_YOUR OBJECTIVE:_ Pick out each line in the entries below that contains the word "shoreline" and copy those lines.

------ INFORMATION SUPPLIED

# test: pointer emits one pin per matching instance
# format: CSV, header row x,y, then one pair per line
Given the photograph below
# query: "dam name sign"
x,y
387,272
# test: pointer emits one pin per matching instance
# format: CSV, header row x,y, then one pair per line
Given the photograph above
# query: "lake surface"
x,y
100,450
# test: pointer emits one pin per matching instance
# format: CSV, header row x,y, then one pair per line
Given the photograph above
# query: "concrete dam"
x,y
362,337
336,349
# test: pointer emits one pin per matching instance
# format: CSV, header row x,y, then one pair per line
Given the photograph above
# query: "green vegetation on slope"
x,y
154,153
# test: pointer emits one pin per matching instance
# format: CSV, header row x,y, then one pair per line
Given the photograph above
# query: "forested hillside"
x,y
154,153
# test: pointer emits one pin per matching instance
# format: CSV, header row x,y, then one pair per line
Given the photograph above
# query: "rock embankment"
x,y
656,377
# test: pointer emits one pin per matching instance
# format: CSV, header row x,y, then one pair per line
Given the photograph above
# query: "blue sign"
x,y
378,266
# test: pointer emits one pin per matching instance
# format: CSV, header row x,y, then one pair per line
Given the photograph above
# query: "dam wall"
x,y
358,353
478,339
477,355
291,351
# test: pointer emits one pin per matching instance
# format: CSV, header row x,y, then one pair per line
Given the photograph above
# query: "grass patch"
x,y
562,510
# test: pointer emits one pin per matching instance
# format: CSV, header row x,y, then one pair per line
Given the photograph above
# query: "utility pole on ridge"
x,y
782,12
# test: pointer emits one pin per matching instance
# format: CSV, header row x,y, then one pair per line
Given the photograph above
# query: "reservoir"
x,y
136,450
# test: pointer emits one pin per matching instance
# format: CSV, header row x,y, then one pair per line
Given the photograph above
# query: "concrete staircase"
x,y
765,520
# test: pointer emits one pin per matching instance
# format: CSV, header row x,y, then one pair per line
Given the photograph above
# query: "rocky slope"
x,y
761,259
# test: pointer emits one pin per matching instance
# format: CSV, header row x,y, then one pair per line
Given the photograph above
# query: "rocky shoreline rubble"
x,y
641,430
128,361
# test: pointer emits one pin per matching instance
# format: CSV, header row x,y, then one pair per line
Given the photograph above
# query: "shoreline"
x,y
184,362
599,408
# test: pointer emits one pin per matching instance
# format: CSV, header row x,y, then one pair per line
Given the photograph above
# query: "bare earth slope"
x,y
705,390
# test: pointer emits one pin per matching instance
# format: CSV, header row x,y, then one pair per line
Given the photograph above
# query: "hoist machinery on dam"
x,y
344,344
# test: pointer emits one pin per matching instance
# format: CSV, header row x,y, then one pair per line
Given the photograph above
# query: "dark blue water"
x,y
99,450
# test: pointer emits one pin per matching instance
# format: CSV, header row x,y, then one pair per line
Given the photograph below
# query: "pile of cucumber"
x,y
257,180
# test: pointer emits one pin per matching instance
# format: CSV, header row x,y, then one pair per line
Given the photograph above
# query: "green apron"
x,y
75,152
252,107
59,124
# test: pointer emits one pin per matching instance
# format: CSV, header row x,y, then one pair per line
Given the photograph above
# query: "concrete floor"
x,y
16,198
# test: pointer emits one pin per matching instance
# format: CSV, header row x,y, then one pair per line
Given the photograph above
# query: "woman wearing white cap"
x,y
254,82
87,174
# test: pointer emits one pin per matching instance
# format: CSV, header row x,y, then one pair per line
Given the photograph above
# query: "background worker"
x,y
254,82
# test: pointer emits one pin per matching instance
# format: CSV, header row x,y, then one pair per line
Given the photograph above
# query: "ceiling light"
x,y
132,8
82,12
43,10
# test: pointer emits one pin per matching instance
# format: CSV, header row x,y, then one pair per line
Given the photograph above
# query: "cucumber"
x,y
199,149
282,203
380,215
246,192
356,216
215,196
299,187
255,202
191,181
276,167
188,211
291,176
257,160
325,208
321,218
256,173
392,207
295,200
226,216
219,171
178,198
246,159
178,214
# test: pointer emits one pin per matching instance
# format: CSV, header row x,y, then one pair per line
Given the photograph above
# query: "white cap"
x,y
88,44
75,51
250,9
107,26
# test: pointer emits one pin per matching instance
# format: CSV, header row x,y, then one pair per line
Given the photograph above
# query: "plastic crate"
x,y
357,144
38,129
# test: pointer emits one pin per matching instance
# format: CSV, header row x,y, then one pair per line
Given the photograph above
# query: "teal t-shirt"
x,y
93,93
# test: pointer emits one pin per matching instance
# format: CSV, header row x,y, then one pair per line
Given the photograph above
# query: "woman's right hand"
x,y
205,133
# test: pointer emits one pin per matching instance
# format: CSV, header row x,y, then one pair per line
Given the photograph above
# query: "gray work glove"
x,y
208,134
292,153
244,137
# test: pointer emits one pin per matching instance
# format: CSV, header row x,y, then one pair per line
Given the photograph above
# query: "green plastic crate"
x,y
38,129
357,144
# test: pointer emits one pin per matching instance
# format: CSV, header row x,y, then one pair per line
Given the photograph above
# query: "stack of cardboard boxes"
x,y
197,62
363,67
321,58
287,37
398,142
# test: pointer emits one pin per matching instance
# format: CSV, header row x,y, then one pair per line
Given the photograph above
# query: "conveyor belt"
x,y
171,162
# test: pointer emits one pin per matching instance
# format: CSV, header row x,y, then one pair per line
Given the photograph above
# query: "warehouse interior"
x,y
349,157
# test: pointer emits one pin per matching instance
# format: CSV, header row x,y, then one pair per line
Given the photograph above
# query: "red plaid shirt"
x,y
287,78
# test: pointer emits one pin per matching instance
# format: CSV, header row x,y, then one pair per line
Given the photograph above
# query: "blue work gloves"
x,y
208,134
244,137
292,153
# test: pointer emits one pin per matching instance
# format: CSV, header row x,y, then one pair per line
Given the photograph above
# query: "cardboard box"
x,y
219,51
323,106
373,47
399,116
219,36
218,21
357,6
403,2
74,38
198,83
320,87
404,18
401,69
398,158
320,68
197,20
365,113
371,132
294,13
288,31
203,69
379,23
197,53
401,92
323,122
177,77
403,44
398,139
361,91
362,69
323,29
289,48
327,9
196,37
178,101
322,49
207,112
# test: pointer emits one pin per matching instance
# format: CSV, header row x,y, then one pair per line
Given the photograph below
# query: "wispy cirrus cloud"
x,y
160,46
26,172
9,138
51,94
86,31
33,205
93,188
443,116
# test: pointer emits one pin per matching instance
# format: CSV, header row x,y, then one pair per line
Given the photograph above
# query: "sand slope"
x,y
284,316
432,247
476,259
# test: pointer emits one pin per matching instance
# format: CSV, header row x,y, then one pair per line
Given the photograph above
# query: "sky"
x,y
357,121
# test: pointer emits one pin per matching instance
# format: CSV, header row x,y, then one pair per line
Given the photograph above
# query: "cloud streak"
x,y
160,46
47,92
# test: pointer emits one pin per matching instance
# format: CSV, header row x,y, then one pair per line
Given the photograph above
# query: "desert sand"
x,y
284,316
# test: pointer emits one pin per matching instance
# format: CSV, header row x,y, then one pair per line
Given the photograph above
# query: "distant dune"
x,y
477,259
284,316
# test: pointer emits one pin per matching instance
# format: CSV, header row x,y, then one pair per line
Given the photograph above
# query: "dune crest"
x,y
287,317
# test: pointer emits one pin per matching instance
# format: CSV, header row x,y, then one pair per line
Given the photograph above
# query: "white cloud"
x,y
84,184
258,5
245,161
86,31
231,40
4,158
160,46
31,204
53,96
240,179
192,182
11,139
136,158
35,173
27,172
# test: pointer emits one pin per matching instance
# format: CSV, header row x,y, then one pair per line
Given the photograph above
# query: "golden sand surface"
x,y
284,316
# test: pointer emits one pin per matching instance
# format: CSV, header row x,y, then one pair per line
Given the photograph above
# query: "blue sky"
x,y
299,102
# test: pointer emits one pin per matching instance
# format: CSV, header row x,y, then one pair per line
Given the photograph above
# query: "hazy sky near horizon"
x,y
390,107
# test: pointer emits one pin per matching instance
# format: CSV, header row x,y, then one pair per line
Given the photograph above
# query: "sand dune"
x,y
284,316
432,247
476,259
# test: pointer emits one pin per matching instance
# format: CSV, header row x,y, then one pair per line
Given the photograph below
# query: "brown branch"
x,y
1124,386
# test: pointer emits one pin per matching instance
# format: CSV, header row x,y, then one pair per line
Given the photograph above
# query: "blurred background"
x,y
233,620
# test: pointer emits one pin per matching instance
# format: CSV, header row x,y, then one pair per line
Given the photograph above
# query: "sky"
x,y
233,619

------------

_WORKED ANSWER:_
# query: "rocky shoreline rubble"
# query: "shoreline"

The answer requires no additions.